INSTRUCTION: Everything from the line containing "Where can the striped" through the final line of the records must be transcribed verbatim; nothing else belongs in the result.

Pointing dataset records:
[START]

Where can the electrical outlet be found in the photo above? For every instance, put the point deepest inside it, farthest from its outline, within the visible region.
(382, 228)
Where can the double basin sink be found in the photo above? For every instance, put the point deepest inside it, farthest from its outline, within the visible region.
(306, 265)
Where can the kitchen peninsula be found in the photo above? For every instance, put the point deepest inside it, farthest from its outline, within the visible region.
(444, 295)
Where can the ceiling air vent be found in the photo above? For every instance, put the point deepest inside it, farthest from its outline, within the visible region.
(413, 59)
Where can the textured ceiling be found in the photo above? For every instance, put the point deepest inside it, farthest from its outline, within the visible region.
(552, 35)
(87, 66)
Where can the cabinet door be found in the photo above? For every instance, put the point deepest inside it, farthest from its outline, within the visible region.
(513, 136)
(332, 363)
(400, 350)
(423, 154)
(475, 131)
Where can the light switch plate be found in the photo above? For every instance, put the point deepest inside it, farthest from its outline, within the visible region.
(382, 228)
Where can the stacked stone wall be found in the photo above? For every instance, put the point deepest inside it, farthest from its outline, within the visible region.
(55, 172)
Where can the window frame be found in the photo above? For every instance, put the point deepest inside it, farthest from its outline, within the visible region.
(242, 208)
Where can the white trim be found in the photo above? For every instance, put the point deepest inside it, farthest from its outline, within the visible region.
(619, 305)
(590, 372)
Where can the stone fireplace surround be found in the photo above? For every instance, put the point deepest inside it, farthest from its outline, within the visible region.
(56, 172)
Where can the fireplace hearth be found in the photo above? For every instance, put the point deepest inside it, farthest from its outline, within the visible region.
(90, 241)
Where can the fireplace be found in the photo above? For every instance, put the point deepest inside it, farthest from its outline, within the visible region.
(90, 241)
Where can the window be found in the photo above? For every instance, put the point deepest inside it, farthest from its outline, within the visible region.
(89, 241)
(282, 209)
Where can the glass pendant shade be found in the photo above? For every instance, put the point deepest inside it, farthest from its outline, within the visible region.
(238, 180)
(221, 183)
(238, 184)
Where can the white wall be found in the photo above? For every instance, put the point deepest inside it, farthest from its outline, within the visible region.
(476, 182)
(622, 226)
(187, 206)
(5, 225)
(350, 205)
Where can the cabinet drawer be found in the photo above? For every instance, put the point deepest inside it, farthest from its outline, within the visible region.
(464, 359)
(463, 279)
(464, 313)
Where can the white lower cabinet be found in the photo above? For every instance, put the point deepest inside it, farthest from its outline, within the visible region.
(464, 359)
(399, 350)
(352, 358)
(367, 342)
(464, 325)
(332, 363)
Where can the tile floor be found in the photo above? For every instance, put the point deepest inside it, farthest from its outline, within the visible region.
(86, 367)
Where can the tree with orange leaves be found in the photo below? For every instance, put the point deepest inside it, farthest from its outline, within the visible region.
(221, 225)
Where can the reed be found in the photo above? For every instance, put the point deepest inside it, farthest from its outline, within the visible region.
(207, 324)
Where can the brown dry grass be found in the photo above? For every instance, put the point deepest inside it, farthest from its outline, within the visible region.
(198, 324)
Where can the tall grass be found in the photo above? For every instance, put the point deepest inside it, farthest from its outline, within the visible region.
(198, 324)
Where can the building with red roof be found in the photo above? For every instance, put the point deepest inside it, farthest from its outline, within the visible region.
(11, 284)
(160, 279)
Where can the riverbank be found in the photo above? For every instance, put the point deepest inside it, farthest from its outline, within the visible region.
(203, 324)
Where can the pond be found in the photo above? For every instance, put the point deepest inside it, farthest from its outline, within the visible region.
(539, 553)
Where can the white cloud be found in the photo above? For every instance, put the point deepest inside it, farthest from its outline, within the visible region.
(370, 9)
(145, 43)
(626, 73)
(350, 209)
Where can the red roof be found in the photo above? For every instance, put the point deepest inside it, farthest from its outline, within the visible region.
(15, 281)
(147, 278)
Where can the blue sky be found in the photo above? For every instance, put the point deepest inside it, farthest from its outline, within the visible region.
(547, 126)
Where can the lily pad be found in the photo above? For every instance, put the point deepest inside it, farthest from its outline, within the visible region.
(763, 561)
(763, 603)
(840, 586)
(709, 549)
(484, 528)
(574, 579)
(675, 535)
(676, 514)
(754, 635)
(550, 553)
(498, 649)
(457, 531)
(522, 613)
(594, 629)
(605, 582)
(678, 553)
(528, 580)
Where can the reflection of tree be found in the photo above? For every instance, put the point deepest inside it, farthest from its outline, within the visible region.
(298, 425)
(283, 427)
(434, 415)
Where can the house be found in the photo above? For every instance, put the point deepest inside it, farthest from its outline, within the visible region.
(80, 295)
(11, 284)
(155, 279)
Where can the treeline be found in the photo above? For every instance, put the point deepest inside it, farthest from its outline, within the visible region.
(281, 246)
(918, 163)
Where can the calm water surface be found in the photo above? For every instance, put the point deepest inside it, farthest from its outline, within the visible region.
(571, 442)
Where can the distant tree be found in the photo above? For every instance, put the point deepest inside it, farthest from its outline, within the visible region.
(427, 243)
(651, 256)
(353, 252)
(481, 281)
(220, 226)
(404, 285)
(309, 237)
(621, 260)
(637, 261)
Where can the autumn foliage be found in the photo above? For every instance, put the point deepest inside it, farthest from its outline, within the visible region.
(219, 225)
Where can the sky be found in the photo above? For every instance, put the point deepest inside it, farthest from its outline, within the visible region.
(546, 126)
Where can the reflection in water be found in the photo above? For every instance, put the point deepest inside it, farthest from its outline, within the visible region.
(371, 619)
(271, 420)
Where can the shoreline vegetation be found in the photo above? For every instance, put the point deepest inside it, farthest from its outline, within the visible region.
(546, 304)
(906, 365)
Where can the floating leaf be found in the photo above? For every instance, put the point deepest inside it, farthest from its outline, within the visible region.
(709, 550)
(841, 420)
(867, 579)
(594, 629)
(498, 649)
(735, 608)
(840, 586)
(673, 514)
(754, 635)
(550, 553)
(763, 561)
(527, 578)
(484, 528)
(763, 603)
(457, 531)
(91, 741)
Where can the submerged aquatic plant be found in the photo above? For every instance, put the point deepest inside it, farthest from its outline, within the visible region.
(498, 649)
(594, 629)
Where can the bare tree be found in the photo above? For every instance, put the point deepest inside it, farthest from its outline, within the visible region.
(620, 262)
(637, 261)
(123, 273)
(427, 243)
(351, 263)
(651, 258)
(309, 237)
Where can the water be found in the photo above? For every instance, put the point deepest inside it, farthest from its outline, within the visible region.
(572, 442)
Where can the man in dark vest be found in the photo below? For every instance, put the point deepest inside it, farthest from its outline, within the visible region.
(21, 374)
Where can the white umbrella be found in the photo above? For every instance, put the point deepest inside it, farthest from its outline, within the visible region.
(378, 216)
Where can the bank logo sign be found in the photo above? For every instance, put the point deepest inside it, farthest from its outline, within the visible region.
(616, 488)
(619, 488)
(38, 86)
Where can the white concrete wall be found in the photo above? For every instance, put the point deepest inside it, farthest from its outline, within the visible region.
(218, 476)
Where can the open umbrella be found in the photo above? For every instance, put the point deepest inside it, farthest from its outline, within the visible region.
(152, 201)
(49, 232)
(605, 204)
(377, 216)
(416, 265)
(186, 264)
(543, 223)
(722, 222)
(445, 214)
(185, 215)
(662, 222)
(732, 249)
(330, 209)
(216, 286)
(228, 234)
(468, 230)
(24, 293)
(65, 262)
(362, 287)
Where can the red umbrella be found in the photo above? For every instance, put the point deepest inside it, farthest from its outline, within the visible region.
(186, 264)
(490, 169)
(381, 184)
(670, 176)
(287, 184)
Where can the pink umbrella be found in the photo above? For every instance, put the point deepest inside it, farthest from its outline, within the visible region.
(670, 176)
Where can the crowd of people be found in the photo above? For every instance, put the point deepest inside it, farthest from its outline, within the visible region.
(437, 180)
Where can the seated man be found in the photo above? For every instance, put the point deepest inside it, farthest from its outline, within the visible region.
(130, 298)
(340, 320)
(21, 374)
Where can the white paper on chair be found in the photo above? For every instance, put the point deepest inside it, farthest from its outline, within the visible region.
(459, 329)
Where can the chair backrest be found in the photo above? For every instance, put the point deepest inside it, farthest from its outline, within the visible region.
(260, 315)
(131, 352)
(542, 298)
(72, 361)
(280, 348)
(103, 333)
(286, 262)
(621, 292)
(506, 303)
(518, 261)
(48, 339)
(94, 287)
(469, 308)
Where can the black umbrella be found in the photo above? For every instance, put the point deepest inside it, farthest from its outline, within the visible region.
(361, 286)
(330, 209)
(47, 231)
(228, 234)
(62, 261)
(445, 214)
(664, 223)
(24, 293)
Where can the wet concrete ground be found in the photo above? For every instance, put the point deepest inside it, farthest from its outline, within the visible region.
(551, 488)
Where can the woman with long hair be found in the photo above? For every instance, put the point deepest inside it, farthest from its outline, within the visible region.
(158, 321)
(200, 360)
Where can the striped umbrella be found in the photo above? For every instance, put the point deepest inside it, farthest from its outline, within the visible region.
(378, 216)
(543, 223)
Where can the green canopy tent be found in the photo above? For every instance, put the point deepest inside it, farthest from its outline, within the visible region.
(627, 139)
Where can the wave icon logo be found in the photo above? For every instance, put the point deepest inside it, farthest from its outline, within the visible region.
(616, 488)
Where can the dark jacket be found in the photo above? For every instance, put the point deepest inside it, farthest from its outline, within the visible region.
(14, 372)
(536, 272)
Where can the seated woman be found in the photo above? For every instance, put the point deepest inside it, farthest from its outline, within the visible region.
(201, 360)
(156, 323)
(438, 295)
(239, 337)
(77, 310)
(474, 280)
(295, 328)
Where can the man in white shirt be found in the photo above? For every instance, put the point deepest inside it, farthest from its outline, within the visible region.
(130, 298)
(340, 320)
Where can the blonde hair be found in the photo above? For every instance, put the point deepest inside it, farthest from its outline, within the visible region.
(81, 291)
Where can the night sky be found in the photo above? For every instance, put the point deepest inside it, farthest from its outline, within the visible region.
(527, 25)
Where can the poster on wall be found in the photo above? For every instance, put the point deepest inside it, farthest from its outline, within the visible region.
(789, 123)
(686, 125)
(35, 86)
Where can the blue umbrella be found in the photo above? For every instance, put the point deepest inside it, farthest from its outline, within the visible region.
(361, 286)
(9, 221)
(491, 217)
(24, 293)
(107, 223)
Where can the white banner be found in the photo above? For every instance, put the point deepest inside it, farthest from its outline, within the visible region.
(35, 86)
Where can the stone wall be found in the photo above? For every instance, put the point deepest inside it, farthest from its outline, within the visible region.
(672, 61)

[END]

CORRECT ANSWER:
Where can the striped umbrella be found in the photo above? For every instance, put the point deepest inside it, farthest from its outline, within the visible region.
(378, 216)
(543, 223)
Where can the green canopy tent be found in the photo above? For every instance, put the point deepest inside it, farthest from its outline, within the visible region.
(627, 139)
Where can the wave icon logo be found in the photo above? For every instance, put the point deepest inside it, farthest from its outline, within the visible region.
(616, 488)
Where can the dark jacket be found in the photo above? For every instance, put the point deepest inside it, farthest from its outline, within the visible region.
(14, 372)
(536, 272)
Where can the seated woman be found in the photo above? For every instance, put the point deepest inside it, farthest from its outline, within the visible region.
(201, 360)
(156, 323)
(438, 295)
(239, 337)
(77, 310)
(474, 280)
(295, 328)
Where can the man in white shirt be found in the photo above? For every instance, put the point deepest inside it, farthest from its outline, within the visible region.
(130, 298)
(340, 320)
Where can the blonde hair be found in the photo above? For every instance, put the point deepest inside it, farthest from its outline, within the visible region.
(81, 291)
Where can the night sky be found in the photo above? For every instance, put the point deepest inside it, farthest from its outline, within the visible region.
(527, 25)
Where can the poster on wall be found in the photo above? For every instance, put the point deepest inside it, farthest from its outline, within the visible region.
(789, 123)
(686, 125)
(35, 86)
Where can the blue umbrella be found in the photo above? For every instance, put the point deepest inside it, farthest from its outline, within the visible region.
(361, 286)
(9, 221)
(491, 217)
(24, 293)
(107, 223)
Where can the white banner be found in the photo above? For every instance, put the point deepest inside it, farthest from its outline, within the visible region.
(35, 86)
Where can the stone wall be found in the photo above? For every instance, put the point deepest inside it, farthest from its outline, within the visible region.
(672, 61)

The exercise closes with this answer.